▸ Dataset extract:
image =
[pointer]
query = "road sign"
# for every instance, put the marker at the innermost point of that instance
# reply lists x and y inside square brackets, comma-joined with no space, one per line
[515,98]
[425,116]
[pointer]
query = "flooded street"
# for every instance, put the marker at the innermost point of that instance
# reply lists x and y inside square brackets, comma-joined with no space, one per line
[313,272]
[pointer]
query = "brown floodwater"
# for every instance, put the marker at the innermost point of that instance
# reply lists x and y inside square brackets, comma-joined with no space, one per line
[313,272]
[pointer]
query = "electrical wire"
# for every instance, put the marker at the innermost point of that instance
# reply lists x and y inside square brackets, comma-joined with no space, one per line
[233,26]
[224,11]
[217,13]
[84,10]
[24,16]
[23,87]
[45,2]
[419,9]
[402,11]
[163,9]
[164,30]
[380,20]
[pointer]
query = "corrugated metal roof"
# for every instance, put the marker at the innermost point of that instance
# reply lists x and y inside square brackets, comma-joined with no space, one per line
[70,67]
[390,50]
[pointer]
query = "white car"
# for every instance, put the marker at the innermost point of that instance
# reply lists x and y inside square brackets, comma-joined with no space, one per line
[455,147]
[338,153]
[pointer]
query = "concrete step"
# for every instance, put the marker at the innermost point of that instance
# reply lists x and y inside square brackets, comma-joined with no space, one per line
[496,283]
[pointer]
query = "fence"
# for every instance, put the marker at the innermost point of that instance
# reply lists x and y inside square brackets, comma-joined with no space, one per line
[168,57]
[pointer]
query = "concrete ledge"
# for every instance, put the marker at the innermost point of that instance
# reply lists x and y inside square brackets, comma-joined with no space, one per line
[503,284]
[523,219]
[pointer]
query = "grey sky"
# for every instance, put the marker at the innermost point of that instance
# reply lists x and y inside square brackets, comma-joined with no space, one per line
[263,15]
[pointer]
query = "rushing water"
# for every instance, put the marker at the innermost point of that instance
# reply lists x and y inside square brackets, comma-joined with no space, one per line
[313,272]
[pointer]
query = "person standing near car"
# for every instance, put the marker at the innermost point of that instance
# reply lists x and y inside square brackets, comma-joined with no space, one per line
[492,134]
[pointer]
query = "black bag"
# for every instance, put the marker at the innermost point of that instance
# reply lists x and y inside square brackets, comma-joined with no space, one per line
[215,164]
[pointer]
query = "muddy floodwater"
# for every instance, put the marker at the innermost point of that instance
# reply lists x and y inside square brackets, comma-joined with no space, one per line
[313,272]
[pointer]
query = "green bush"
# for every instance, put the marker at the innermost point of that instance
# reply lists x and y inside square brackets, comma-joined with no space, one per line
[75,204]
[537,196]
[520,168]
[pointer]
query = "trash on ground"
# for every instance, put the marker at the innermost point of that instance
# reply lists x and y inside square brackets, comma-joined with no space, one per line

▸ What the task requires: Please return all of the entries above, exactly and completely.

▸ Solution for this task:
image =
[pointer]
query = "road sign"
# for every instance, put the marker at the innermost point of that instance
# reply lists x and y inside square brackets, comma-joined with no space, one per line
[515,98]
[425,116]
[pointer]
query = "flooded street"
# for every instance, put the marker at the innermost point of that instance
# reply lists x and y inside square brackets, comma-joined with no space, one per line
[313,272]
[pointer]
query = "brown floodwater"
# for every instance, put the marker at the innermost point of that instance
# reply lists x and y inside square brackets, comma-joined with no space, one per line
[313,272]
[pointer]
query = "electrical wire"
# for every instance, put the marker at the innermost point of that instance
# reply lists x and y inside square brackets, comma-joined with no space, one per line
[233,26]
[224,11]
[217,13]
[84,10]
[24,16]
[23,87]
[45,2]
[419,9]
[402,11]
[163,9]
[164,30]
[380,20]
[pointer]
query = "corrugated metal roof"
# for every instance, put the marker at the innermost point of that instance
# reply lists x and y inside square brackets, comma-joined with no space, one per line
[70,67]
[390,50]
[pointer]
query = "white car"
# for every instance, put the marker at the innermost point of that instance
# reply lists x and y inside square brackets, comma-joined with no space, one per line
[455,147]
[338,153]
[pointer]
query = "concrete step"
# for every instance, put the marker at the innermost point of that instance
# reply lists x and y inside square brackets, comma-joined with no space, one per line
[496,283]
[pointer]
query = "fence"
# for every instance, put the marker at the innermost point of that instance
# reply lists x and y inside square brackets, comma-joined with no space, one per line
[168,57]
[pointer]
query = "concrete ledge"
# for every instance, put the marker at the innermost point of that instance
# reply lists x and y inside square brackets, comma-joined with no space, one per line
[503,284]
[523,219]
[pointer]
query = "grey sky"
# for every instance, put the marker at the innermost point of that instance
# reply lists x and y inside square brackets, comma-joined with no space, one per line
[263,15]
[pointer]
query = "rushing water"
# for every instance, put the marker at the innermost point of that instance
# reply lists x and y inside square brackets, comma-joined with no space, one per line
[313,272]
[pointer]
query = "person standing near car"
# for every instance, put the marker at the innermost point of that instance
# reply lists x and y inside square brackets, comma-joined with no space, one per line
[492,134]
[pointer]
query = "black bag"
# for every instance, put the marker at the innermost point of that instance
# reply lists x and y inside square brackets, comma-joined with no space, one per line
[215,164]
[pointer]
query = "muddy floodwater"
# for every instance, put the marker at the innermost point of that instance
# reply lists x and y inside square brackets, comma-joined with no space, one per line
[313,272]
[pointer]
query = "green bush"
# for every instance, put the marker at the innermost point of that instance
# reply lists x and y inside square brackets, comma-joined with no space, one per line
[75,204]
[537,196]
[520,168]
[pointer]
query = "trash on ground"
# for every instance, put the marker at the innermost point of that instance
# reply lists x and y inside square brackets, comma-joined with no space, one per line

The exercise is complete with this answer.